Pointing and labeling entries:
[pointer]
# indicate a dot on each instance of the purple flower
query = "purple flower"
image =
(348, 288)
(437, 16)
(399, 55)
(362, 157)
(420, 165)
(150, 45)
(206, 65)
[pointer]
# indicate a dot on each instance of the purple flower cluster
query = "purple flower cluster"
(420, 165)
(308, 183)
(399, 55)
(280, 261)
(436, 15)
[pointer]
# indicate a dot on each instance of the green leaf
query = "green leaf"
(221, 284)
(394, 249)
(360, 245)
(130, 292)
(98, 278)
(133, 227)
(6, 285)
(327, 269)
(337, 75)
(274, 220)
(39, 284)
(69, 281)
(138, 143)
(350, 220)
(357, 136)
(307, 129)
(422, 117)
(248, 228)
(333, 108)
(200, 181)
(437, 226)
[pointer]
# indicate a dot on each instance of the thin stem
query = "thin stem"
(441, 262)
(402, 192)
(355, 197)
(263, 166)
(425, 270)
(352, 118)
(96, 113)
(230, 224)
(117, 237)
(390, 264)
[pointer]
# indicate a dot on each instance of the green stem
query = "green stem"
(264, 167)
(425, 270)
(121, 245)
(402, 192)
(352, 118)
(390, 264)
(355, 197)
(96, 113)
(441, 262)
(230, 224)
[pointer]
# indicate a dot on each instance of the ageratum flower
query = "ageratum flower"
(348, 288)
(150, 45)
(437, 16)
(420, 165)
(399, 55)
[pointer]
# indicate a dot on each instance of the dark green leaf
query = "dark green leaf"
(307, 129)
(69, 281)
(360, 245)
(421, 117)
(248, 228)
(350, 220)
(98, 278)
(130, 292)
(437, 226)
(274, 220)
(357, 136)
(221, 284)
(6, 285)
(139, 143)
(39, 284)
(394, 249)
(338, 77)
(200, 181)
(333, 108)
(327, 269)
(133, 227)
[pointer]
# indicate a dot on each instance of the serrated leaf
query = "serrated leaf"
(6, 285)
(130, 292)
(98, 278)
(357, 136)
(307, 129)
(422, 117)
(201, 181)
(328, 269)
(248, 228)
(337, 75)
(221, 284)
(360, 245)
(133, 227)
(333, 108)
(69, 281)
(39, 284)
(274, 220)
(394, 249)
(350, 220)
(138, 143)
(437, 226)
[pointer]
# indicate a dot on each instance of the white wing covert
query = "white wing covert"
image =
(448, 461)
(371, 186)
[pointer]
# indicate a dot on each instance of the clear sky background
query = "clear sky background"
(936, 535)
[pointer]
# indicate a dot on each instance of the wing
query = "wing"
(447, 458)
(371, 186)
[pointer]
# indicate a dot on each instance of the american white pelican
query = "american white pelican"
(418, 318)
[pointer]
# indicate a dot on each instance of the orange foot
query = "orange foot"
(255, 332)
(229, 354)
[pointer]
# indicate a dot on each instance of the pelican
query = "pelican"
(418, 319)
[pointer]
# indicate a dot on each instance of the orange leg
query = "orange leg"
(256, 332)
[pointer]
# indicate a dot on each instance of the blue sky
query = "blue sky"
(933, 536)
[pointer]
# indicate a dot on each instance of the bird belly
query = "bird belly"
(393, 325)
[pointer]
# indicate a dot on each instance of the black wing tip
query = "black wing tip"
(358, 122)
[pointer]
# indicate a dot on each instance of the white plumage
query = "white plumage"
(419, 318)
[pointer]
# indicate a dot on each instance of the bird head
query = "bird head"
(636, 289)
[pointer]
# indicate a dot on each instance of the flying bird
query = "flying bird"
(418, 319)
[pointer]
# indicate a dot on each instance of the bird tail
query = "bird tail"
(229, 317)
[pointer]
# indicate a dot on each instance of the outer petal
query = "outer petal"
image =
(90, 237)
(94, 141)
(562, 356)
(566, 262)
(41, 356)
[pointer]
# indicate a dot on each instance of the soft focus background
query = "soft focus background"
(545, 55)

- Written request -
Give back the whole listing exactly as it reads.

- Result of this exercise -
[pointer]
# indicate a dot on each instance of the purple flower
query = "purple flower"
image =
(348, 288)
(437, 16)
(399, 55)
(362, 157)
(420, 165)
(150, 45)
(206, 65)
[pointer]
# indicate a dot on each instance of the purple flower cluster
query = "purple flower cluster"
(420, 165)
(308, 183)
(399, 55)
(280, 261)
(436, 15)
[pointer]
# indicate a dot on each instance of the green leaf
query = "green leaf"
(221, 284)
(394, 249)
(360, 245)
(130, 292)
(98, 278)
(133, 227)
(6, 285)
(327, 269)
(337, 75)
(274, 220)
(39, 284)
(69, 281)
(138, 143)
(350, 220)
(357, 136)
(307, 129)
(422, 117)
(248, 228)
(333, 108)
(200, 181)
(437, 226)
[pointer]
# indicate a dot on each instance of the thin stem
query = "thin stem"
(441, 262)
(402, 192)
(355, 197)
(263, 166)
(425, 270)
(352, 118)
(96, 113)
(230, 224)
(117, 237)
(390, 264)
[pointer]
# indicate a dot on each instance of the green stem
query = "green stem"
(264, 167)
(425, 270)
(121, 245)
(402, 192)
(352, 118)
(390, 264)
(355, 197)
(96, 113)
(441, 262)
(230, 224)
[pointer]
# indicate a dot on each instance of the ageratum flower
query = "ageratum flower"
(348, 288)
(150, 45)
(437, 16)
(420, 165)
(399, 55)
[pointer]
# indicate a dot on each instance of the dark green leaf
query = "dark green leaf"
(307, 129)
(69, 281)
(360, 245)
(421, 117)
(248, 228)
(350, 220)
(98, 278)
(130, 292)
(437, 226)
(274, 220)
(357, 136)
(221, 284)
(6, 285)
(139, 143)
(39, 284)
(394, 249)
(338, 77)
(200, 181)
(333, 108)
(327, 269)
(133, 227)
[pointer]
# indicate a dot on each instance of the serrated leaf
query = "serrated leaf"
(6, 285)
(130, 292)
(98, 278)
(357, 136)
(307, 129)
(422, 117)
(201, 181)
(328, 269)
(248, 228)
(337, 75)
(221, 284)
(360, 245)
(133, 227)
(333, 108)
(69, 281)
(39, 284)
(274, 220)
(394, 249)
(350, 220)
(138, 143)
(437, 226)
[pointer]
# indicate a dot on each instance of the white wing covert
query = "white wing covert"
image =
(448, 461)
(371, 186)
[pointer]
# indicate a dot on each instance of the clear sky background
query = "clear sky background"
(936, 535)
[pointer]
# indicate a dot on each instance of the wing
query = "wing"
(447, 458)
(371, 186)
[pointer]
# indicate a dot on each instance of the american white pelican
query = "american white pelican"
(418, 318)
[pointer]
# indicate a dot on each instance of the orange foot
query = "orange foot"
(255, 332)
(229, 354)
[pointer]
# indicate a dot on each instance of the pelican
query = "pelican"
(418, 319)
[pointer]
# indicate a dot on each instance of the orange leg
query = "orange leg"
(256, 332)
[pointer]
# indicate a dot on each instance of the blue sky
query = "blue sky"
(933, 536)
[pointer]
# indicate a dot on each instance of the bird belly
query = "bird belly"
(393, 325)
[pointer]
# indicate a dot on each instance of the black wing tip
query = "black wing tip"
(358, 122)
[pointer]
# indicate a dot on each instance of the white plumage
query = "white plumage"
(419, 318)
[pointer]
# indicate a dot on each instance of the bird head
query = "bird head"
(636, 289)
[pointer]
# indicate a dot on each instance of the flying bird
query = "flying bird"
(418, 319)
[pointer]
# indicate a dot on each instance of the bird tail
query = "bird tail"
(229, 317)
[pointer]
# indicate a dot on each instance of the outer petal
query = "outer petal"
image =
(90, 237)
(94, 141)
(562, 356)
(566, 262)
(41, 356)
[pointer]
# indicate a dot on each instance of the soft focus background
query = "soft focus background"
(545, 55)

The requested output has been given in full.